Records for this task:

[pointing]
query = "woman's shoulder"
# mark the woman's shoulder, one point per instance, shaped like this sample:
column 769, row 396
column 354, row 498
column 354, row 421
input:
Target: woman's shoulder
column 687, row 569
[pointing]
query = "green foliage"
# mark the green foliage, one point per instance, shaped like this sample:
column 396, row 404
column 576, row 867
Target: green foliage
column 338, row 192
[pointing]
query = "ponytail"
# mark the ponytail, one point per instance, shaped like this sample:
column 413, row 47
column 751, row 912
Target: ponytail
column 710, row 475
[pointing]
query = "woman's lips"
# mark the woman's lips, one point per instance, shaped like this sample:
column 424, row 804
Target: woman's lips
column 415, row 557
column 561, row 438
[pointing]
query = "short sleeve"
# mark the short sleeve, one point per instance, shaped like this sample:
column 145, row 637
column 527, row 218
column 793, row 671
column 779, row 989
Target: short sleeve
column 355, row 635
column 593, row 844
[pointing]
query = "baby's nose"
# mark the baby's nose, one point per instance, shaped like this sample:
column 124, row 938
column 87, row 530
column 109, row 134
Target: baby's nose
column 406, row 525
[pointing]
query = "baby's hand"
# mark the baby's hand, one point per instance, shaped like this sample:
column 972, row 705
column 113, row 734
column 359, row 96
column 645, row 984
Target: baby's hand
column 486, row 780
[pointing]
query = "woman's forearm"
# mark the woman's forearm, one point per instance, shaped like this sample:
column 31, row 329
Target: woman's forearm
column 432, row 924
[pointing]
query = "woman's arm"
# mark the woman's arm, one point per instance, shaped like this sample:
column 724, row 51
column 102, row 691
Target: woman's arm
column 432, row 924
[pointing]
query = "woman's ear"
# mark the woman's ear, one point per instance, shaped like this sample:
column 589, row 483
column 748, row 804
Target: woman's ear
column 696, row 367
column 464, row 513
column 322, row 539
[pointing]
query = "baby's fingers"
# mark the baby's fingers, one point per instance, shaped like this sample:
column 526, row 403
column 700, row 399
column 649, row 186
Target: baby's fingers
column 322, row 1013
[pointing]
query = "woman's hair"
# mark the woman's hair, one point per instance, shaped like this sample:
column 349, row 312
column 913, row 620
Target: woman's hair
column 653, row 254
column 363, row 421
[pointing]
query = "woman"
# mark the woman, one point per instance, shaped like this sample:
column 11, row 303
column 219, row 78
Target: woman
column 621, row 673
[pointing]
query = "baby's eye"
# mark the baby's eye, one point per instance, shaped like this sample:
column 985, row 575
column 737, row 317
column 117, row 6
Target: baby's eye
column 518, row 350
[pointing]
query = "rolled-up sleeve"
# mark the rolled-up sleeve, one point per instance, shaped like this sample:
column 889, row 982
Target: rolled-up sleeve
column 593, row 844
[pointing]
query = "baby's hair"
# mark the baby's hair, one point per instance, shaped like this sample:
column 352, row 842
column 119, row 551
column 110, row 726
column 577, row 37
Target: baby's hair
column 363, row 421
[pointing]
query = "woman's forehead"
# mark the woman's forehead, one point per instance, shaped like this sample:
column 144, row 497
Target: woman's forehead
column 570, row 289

Written problem:
Rewrite all the records above, swapping every "baby's" for "infant's" and leaving everything else unchanged.

Solved problem:
[pointing]
query = "woman's shoulder"
# mark the woman's shoulder, one point per instance, shaped like this sample:
column 769, row 396
column 354, row 498
column 354, row 421
input:
Target: woman's shoulder
column 687, row 569
[pointing]
query = "green foliage"
# mark the green foliage, one point per instance, shaped like this sample:
column 396, row 404
column 576, row 867
Target: green foliage
column 338, row 192
[pointing]
query = "ponytail"
# mark the ponytail, one point per instance, shaped like this sample:
column 413, row 47
column 751, row 912
Target: ponytail
column 710, row 475
[pointing]
query = "woman's lips"
# mark the woman's lips, one point per instance, shaped like this sample:
column 424, row 804
Target: woman's lips
column 415, row 557
column 561, row 438
[pointing]
query = "short sleeve"
# mark the short sleeve, one point per instance, shaped like this sample:
column 145, row 637
column 527, row 218
column 793, row 671
column 779, row 989
Target: short sleeve
column 355, row 635
column 593, row 844
[pointing]
query = "infant's nose"
# mark the infant's nose, one point per instance, shaped like this sample:
column 124, row 938
column 87, row 530
column 109, row 134
Target: infant's nose
column 406, row 525
[pointing]
query = "infant's hand"
# mark the infant's hand, one point per instance, shaped like this sample:
column 972, row 705
column 113, row 734
column 359, row 96
column 645, row 984
Target: infant's hand
column 486, row 780
[pointing]
query = "woman's forearm"
# mark the woman's forearm, one point per instance, shaped like this sample:
column 31, row 329
Target: woman's forearm
column 432, row 924
[pointing]
query = "woman's arm"
# mark the woman's arm, one point per instance, shaped like this sample:
column 724, row 51
column 102, row 691
Target: woman's arm
column 432, row 924
[pointing]
query = "woman's ear"
# mark the woman's ear, one point per instance, shaped like this sample:
column 589, row 483
column 748, row 804
Target: woman's ear
column 696, row 367
column 464, row 513
column 322, row 539
[pointing]
query = "infant's fingers"
# mark the infant's fingers, one point per instance, shaped like this sample:
column 526, row 403
column 700, row 399
column 649, row 186
Target: infant's fingers
column 322, row 1013
[pointing]
query = "woman's hair"
# mark the woman's hair, one point per instance, shaped like this sample:
column 349, row 312
column 913, row 620
Target: woman's hair
column 653, row 254
column 363, row 421
[pointing]
query = "woman"
# mark the woman, one point per instance, shaped like this sample:
column 11, row 303
column 219, row 78
Target: woman
column 621, row 673
[pointing]
query = "infant's eye"
# mark the infant's eye, one point per instance, shaped like this sample:
column 985, row 575
column 737, row 317
column 117, row 6
Target: infant's eye
column 518, row 350
[pointing]
query = "rolled-up sleeve"
# mark the rolled-up sleeve, one point per instance, shaped like this sample:
column 889, row 982
Target: rolled-up sleeve
column 593, row 844
[pointing]
query = "infant's hair"
# mark the infant's hair, one point per instance, shaped like this sample:
column 352, row 842
column 119, row 551
column 110, row 726
column 577, row 37
Target: infant's hair
column 363, row 421
[pointing]
query = "woman's forehead"
# mark the woman's forehead, one point per instance, shaped like this sample:
column 144, row 497
Target: woman's forehead
column 570, row 289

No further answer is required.